▶ [Short exercise]: Each line below should be reproduced without any alteration.

▶ [Records supplied]:
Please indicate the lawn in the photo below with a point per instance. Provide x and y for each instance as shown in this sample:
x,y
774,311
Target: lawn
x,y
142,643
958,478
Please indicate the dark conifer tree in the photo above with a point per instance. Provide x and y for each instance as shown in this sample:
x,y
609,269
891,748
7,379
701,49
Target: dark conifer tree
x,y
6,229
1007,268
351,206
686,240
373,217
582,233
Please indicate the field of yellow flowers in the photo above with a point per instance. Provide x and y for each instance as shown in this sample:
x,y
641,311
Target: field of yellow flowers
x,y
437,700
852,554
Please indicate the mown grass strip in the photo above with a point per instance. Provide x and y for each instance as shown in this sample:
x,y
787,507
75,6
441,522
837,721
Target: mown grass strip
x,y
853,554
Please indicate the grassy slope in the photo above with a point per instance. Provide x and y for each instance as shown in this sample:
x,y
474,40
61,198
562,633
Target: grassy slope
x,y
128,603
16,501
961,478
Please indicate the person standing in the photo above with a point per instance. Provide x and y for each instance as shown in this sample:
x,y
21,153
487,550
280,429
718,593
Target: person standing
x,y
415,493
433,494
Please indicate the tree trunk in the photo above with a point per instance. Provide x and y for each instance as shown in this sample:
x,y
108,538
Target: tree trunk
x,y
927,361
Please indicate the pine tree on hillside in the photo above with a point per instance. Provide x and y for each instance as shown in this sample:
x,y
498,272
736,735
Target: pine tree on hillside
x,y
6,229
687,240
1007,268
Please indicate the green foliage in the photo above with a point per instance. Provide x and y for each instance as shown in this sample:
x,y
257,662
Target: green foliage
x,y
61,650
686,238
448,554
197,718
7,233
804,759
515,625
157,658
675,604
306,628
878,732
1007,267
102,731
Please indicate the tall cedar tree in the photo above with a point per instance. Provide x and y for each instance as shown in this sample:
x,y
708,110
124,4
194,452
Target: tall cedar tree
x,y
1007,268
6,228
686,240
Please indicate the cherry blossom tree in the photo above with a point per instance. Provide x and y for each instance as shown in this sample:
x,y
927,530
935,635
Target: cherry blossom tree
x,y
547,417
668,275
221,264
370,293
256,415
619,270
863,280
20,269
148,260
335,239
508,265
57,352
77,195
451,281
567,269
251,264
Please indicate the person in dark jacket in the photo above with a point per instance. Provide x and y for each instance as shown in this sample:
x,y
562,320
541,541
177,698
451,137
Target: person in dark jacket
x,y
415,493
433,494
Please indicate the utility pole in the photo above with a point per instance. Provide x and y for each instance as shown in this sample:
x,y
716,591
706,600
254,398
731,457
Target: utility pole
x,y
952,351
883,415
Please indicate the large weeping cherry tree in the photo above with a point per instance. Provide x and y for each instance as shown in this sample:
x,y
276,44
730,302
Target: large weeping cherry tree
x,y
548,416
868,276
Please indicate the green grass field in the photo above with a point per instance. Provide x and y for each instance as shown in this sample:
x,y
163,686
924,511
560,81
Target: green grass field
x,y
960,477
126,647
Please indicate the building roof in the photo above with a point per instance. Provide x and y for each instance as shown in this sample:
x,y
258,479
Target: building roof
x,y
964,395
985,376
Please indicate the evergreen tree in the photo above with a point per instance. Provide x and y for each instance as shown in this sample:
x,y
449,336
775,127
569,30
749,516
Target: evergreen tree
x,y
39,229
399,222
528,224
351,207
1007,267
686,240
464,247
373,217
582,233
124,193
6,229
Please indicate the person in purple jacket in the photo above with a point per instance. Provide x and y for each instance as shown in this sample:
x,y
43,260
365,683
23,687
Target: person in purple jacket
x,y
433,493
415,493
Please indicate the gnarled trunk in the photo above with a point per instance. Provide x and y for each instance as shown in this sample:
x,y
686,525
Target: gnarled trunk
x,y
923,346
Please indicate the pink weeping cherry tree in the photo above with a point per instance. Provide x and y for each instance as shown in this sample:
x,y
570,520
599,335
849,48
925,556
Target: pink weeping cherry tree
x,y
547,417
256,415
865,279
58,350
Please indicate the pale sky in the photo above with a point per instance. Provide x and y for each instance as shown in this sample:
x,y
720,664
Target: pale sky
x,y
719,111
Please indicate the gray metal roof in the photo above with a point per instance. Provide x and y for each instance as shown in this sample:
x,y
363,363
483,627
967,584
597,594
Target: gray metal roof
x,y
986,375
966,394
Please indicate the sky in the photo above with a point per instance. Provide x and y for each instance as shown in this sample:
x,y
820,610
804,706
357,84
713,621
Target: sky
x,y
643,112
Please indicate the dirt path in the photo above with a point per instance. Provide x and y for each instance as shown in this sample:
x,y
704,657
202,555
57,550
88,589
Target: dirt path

▶ [Correct output]:
Please indicate the lawn in the photo below with a point per instance. Provide x and y for each instance as shown in this sample:
x,y
774,311
Target: lawn
x,y
142,643
958,478
Please indicate the dark conifer tree in the photo above with a point per instance. Provide x and y for each instance as shown in this sample:
x,y
609,269
891,748
7,379
701,49
Target: dark conifer tree
x,y
6,229
1007,268
351,206
686,240
373,217
582,233
Please indicate the field of yellow flowers in the photo above with a point per instance. Provide x and y for each instance as shown in this sample:
x,y
641,311
Target: field of yellow flowers
x,y
437,700
852,554
Please indicate the mown grass strip in the photo above with a point per instance. Provide x and y for each instance as shown in this sample:
x,y
787,507
75,6
441,522
837,721
Target: mown grass strip
x,y
853,554
Please indicate the grassy slope in the photo above with a point per instance. Provide x and y for each instance as shown in this sample:
x,y
474,40
61,198
562,633
Target: grassy slope
x,y
128,603
16,501
961,478
Please indicate the person standing in the photo above with a point per instance. Provide x and y for each instance as shown in this sample:
x,y
21,153
487,550
280,429
718,593
Target: person standing
x,y
415,493
433,494
Please indicate the tree trunk in the photo above with a point per instance. Provide x and y for each instance as shown in this sample:
x,y
108,538
Target: tree trunk
x,y
927,361
Please indicate the pine tree on hillside in the photo above with a point per instance. Provide x and y for each instance as shown in this sample:
x,y
498,272
736,735
Target: pine tree on hillside
x,y
6,229
687,240
1007,268
Please indicate the green foliage in the photo above with a point per instance. Provide x and y for each instance as shown in this sample:
x,y
257,662
Target: green foliage
x,y
61,650
686,238
448,554
197,718
7,233
804,759
515,625
157,658
675,604
306,628
878,732
1007,267
102,731
Please indicate the tall cedar tree in the photo above with a point per instance. Provide x and y for each instance as shown in this sample:
x,y
708,110
124,4
194,452
Target: tall cedar tree
x,y
1007,268
6,228
686,240
Please indicate the cherry blossom tree in the photo above with a point per instance. Provide x and y for each instance as shown in this sample:
x,y
927,530
935,635
Target: cherry blossom tree
x,y
547,417
668,275
221,264
370,293
256,415
619,270
863,280
20,269
148,260
335,239
508,265
57,352
77,195
451,281
567,269
251,264
Please indicate the person in dark jacket in the photo above with a point per instance. Provide x and y for each instance as shown in this sample:
x,y
562,320
541,541
177,698
451,137
Target: person in dark jacket
x,y
415,493
433,494
Please indicate the utility pole in the photo above with a point per instance. Provide x and y for each instance as shown in this sample:
x,y
716,591
706,600
254,398
731,457
Target: utility pole
x,y
952,351
883,415
Please indicate the large weeping cherry tree in the photo above with a point per instance. Provide x and y for each instance as shown in this sample:
x,y
276,44
730,302
Target: large weeping cherry tree
x,y
548,416
868,276
Please indicate the green grass field in the photo above with a point per instance. Provide x and y for each instance as shown in this sample:
x,y
163,686
924,511
560,81
Target: green grass field
x,y
960,477
126,647
Please indicate the building roof in the photo above with a point per instance. Provide x and y for each instance as shown in this sample:
x,y
258,479
Target: building roof
x,y
964,395
985,376
Please indicate the evergreen tree in the photo above with a point per instance. Provide x and y for each instance as shown in this sample:
x,y
449,336
775,127
569,30
749,516
Target: evergreen tree
x,y
39,229
399,222
528,224
351,207
1007,267
686,240
464,247
373,217
582,233
124,193
6,229
Please indicate the person in purple jacket in the photo above with a point per instance. Provide x and y for each instance as shown in this sample:
x,y
43,260
365,683
23,687
Target: person in purple jacket
x,y
433,493
415,493
Please indicate the gnarled trunk in the photo above with a point per instance. Provide x and y for each instance as shown in this sample:
x,y
686,525
Target: gnarled trunk
x,y
923,346
Please indicate the pink weeping cherry tree in the photo above with a point per instance. Provide x and y for each instance as shown in this sample:
x,y
570,520
599,335
849,48
925,556
Target: pink weeping cherry tree
x,y
547,417
256,415
865,279
58,350
Please indicate the pale sky in the photo above with a point per instance. Provide x and y for each instance as shown in this sample:
x,y
720,664
Target: pale sky
x,y
719,111
Please indicate the gray metal roof in the photo above with a point per instance. Provide x and y for each instance as shown in this sample:
x,y
363,363
483,627
967,584
597,594
Target: gray metal roof
x,y
986,375
966,394
Please indicate the sky in the photo above with a point per instance. Provide x and y for each instance as shown in this sample:
x,y
820,610
804,706
357,84
713,621
Target: sky
x,y
643,112
Please indicate the dirt path in the photo above with a point per instance. Provide x and y for each instance as shown in this sample:
x,y
704,657
202,555
57,550
88,589
Target: dirt path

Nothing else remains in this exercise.